** Records to process follows **

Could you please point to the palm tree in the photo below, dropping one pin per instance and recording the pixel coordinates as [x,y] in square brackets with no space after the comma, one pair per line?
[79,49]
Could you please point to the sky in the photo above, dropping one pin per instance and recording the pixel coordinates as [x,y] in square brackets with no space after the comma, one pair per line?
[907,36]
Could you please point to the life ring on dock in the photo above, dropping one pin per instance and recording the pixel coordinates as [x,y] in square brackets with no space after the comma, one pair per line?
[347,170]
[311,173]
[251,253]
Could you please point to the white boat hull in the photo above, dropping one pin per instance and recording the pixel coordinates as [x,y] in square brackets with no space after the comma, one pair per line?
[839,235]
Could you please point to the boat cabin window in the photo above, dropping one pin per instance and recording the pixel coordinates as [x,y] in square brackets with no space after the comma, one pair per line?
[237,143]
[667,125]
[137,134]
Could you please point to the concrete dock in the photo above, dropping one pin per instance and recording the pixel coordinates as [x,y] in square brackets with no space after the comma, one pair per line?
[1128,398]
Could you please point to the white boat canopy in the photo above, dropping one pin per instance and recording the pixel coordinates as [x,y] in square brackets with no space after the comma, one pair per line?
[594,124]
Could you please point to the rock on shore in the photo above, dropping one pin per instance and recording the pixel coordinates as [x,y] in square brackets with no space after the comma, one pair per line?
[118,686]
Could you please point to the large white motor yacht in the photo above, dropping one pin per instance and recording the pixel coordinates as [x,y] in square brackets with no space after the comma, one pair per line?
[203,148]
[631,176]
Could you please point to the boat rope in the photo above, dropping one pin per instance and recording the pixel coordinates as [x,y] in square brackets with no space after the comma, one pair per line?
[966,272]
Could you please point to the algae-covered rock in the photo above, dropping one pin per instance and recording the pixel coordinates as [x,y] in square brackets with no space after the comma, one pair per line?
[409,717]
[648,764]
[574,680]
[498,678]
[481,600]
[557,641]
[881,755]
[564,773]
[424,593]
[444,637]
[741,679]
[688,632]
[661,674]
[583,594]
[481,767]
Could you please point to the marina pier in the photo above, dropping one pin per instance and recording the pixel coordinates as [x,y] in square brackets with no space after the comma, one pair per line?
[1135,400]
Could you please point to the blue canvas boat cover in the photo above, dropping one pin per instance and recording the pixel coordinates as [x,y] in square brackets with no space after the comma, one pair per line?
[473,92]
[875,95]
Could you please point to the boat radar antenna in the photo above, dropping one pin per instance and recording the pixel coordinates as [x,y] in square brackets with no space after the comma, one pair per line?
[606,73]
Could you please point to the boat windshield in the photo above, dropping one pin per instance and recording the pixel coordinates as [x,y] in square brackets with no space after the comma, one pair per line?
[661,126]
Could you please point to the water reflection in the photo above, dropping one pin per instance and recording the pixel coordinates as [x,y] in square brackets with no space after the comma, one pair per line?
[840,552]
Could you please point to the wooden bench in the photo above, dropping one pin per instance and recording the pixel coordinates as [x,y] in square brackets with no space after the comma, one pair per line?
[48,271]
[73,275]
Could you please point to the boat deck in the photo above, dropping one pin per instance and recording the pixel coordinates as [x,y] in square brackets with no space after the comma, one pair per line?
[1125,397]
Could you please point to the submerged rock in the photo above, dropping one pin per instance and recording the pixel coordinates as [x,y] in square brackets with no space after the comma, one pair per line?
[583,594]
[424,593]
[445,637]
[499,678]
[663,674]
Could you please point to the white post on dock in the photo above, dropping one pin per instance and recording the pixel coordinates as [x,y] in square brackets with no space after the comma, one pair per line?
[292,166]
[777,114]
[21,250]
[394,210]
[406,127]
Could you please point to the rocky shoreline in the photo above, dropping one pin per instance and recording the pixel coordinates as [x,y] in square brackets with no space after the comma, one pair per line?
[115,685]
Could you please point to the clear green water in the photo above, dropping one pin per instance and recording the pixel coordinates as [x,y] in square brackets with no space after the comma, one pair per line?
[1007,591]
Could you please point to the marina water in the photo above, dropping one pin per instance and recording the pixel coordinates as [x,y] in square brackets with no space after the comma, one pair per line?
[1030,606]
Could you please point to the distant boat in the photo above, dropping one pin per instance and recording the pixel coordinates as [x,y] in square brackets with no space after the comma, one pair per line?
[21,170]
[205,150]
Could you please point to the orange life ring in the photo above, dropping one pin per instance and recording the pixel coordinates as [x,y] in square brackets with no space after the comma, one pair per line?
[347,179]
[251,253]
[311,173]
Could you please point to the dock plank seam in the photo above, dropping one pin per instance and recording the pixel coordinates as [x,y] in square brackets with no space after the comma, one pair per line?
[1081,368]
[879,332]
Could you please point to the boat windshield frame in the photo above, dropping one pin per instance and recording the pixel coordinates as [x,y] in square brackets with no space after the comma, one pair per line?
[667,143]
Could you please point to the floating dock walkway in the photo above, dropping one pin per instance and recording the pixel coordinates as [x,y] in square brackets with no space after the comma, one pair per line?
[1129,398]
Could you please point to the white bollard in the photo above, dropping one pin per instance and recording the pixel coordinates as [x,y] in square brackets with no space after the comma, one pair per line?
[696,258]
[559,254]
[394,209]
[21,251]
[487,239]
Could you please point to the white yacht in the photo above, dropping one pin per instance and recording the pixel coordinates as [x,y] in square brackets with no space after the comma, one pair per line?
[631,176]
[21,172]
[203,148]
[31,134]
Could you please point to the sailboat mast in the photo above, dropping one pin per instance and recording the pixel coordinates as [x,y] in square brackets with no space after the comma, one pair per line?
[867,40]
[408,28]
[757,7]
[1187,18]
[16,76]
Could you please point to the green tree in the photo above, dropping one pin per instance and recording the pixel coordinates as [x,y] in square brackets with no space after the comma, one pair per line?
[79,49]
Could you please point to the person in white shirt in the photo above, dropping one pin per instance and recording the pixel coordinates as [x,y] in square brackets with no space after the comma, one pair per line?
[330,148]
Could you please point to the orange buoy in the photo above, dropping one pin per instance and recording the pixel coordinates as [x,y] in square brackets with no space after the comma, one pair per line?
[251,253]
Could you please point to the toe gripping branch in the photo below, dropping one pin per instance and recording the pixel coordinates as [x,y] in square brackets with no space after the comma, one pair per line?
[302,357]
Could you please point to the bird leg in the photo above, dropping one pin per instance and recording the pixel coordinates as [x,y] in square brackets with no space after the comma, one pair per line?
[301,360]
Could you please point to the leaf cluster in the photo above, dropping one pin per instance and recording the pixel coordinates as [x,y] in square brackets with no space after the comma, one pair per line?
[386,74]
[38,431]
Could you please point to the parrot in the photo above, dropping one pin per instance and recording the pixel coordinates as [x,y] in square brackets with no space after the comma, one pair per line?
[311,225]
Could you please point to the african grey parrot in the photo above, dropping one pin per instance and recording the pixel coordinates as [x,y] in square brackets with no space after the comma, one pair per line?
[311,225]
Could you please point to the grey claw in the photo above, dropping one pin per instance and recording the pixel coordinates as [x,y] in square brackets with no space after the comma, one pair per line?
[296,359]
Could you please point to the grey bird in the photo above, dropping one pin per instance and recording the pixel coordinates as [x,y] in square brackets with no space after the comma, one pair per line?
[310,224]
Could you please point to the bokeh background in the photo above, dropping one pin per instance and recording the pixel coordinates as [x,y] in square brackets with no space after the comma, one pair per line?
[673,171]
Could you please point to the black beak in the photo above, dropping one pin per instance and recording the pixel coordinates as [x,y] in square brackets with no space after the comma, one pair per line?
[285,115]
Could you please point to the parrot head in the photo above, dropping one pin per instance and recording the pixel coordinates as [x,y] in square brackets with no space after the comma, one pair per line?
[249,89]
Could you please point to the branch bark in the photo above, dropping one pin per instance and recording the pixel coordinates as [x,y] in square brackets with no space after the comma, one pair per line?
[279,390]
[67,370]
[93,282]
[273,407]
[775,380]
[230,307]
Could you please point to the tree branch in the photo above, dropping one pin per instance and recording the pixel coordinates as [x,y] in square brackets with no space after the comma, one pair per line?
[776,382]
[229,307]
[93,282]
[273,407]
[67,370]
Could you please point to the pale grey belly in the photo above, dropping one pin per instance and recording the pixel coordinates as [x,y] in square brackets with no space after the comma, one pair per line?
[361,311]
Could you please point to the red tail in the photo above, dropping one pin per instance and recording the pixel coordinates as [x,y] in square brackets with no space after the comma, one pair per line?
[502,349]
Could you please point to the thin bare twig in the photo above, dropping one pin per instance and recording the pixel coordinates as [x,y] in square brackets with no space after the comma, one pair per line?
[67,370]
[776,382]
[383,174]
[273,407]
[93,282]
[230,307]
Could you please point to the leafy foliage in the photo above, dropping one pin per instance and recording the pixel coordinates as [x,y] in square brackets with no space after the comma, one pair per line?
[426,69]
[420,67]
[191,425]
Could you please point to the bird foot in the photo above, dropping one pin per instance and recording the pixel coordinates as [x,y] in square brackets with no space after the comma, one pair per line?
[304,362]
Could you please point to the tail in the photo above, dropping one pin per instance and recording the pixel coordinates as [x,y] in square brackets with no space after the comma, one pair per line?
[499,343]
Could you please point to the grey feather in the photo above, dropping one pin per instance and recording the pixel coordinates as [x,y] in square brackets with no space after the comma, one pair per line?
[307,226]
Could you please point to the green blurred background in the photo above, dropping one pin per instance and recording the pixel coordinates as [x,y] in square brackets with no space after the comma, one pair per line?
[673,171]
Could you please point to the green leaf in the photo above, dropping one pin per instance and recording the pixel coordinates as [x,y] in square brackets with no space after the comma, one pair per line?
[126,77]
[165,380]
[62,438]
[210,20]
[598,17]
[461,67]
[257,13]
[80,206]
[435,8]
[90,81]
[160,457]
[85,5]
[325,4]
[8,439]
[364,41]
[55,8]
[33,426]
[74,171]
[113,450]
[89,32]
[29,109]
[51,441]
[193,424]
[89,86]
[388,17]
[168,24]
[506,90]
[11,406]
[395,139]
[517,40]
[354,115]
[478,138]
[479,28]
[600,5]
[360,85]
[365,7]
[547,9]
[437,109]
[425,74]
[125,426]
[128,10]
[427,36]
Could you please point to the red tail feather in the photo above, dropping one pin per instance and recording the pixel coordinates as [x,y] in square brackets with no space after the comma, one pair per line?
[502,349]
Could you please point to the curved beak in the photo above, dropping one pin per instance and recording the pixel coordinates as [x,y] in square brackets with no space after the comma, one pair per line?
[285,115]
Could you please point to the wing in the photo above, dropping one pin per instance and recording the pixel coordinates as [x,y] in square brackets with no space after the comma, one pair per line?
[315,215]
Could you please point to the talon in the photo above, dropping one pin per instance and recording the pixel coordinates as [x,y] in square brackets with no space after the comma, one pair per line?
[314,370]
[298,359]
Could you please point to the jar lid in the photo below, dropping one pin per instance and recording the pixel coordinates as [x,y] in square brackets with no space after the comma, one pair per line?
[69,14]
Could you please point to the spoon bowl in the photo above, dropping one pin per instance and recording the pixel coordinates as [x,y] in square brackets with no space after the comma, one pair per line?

** End of Records to process **

Repeat, word for word, every line from the line that contains "Could you please point to the green leaf" to the end of the entries; include both of those lines and no others.

Could you please point to the green leaf in the photo above, dropping one pin per instance and recording the pixel coordinates as [x,y] in square brackets with no space after the comma, one pair per line?
[126,77]
[165,380]
[62,438]
[210,20]
[598,17]
[461,67]
[257,13]
[80,206]
[435,8]
[90,81]
[160,457]
[85,5]
[325,4]
[8,439]
[364,41]
[55,8]
[33,426]
[74,171]
[113,450]
[89,32]
[29,109]
[51,441]
[193,424]
[89,86]
[388,17]
[168,24]
[506,90]
[11,406]
[395,139]
[517,40]
[354,115]
[478,138]
[479,28]
[600,5]
[360,85]
[365,7]
[547,9]
[437,109]
[425,74]
[125,426]
[128,10]
[427,36]
Could you please point to the red tail feather in the photo above, dropping one pin per instance and recording the pixel coordinates as [x,y] in square brackets with no space after the comma, one pair per line?
[502,349]
Could you please point to the curved beak in the photo above, dropping one pin per instance and recording the pixel coordinates as [x,y] in square brackets with no space after the comma, one pair per line?
[285,115]
Could you please point to the wing in the photo above, dropping one pin per instance and recording the pixel coordinates as [x,y] in square brackets with no space after the comma, one pair per line?
[315,215]
Could you please point to the talon in the photo above, dropping one pin per instance and recording the pixel coordinates as [x,y] in square brackets with no space after the comma, one pair per line?
[314,370]
[298,359]
Could you please point to the jar lid in the photo below, dropping one pin per instance and recording the pixel coordinates as [x,y] in square brackets with no space after the comma, one pair per line?
[69,14]
Could you please point to the spoon bowl in the photo above, dropping one pin per instance and recording the pixel coordinates as [x,y] in square brackets with no space after the comma, one pair per line?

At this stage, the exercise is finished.